_Task goal_
Copy everything from the line with "of the woman" down to the line with "Target: woman" in the records below, replacing "pin one point" with "place a single dot" and leaving the rest untouched.
####################
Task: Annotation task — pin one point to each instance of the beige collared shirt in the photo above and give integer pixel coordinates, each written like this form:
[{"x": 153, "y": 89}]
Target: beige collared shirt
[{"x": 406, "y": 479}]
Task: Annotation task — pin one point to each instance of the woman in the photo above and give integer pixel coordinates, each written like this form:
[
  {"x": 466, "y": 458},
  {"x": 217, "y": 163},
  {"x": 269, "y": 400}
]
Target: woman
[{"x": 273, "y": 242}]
####################
_Response for this exercise_
Task: Annotation task — place a single dot to each instance of the woman in the photo above and give integer pixel coordinates, each written like this form:
[
  {"x": 466, "y": 458},
  {"x": 217, "y": 163},
  {"x": 269, "y": 400}
]
Target: woman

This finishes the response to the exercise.